> _EXCERPTED PASSAGE_:
Anatomy of a Fall (Dir. Justine Triet)
This fitting and worthy Palme d’Or winner, with lead player Sandra Huller surely destined to pick up more awards, is something of a miracle, raw and real yet magnificently melodramatic in its courtroom twists and turns (writer-director Triet studied some classics, Anatomy of a Murder and Compulsion, both 1959, and 1960’s La Verite, among others). Huller is undeniably watchable throughout and delivers an emotionally weighty, brave and adventurous performance, not least in the “key” scene when a much-anticipated, evidential audio recording is played out by Huller and Samuel Theis, the two characters’ relationship spectacularly but heartbreakingly dissected and deconstructed, words flying like shellfire.
One of the many fascinating components of this unforgettable movie is the “performance” of the canine “conspirator”, a dog called Snoop (played by “Messi”). But do we ever get to the woof, the whole woof, and nothing but the woof? The moral enigmas and factual complexities at the heart of Anatomy of a Fall help mark it out as an individual and fascinating picture.
-Callum Reid (CR)
The Boy and the Heron (Dir. Hayao Miyazaki)

> _DATA EXTRACT_:
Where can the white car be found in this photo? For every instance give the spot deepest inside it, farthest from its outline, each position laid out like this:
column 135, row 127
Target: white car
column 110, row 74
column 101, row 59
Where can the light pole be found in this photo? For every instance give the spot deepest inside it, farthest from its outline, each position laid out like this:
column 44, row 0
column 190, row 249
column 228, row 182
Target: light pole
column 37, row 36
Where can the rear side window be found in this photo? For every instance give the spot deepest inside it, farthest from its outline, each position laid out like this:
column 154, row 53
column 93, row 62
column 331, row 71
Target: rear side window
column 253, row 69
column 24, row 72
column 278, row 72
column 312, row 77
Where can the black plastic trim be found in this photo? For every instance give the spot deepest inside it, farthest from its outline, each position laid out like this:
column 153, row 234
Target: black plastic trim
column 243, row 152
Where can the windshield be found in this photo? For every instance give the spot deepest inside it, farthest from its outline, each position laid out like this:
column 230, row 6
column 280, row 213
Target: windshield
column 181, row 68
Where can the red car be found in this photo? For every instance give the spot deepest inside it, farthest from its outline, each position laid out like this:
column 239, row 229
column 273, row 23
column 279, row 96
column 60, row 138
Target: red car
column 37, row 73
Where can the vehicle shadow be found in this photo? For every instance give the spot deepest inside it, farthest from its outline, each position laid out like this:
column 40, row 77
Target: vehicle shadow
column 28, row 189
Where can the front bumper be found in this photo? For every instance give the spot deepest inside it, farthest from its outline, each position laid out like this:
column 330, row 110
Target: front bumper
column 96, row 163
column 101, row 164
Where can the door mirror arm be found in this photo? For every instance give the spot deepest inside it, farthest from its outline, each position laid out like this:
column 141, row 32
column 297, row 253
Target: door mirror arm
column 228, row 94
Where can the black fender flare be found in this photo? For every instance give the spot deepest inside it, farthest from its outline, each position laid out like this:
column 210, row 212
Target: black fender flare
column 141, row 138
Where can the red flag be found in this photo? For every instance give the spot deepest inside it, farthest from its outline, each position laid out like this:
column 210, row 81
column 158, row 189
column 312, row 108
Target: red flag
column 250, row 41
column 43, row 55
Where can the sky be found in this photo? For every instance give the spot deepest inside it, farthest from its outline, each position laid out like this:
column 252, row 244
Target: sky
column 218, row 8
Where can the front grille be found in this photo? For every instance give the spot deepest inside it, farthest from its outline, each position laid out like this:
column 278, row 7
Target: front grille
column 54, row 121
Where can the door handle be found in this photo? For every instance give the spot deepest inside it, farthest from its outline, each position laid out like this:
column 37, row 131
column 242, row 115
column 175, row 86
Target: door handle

> _WORK TO BE COMPLETED_:
Transcribe the part of the Anatomy of a Fall review starting with "This fitting and" and going on through "flying like shellfire.".

> _FINISHED ANSWER_:
This fitting and worthy Palme d’Or winner, with lead player Sandra Huller surely destined to pick up more awards, is something of a miracle, raw and real yet magnificently melodramatic in its courtroom twists and turns (writer-director Triet studied some classics, Anatomy of a Murder and Compulsion, both 1959, and 1960’s La Verite, among others). Huller is undeniably watchable throughout and delivers an emotionally weighty, brave and adventurous performance, not least in the “key” scene when a much-anticipated, evidential audio recording is played out by Huller and Samuel Theis, the two characters’ relationship spectacularly but heartbreakingly dissected and deconstructed, words flying like shellfire.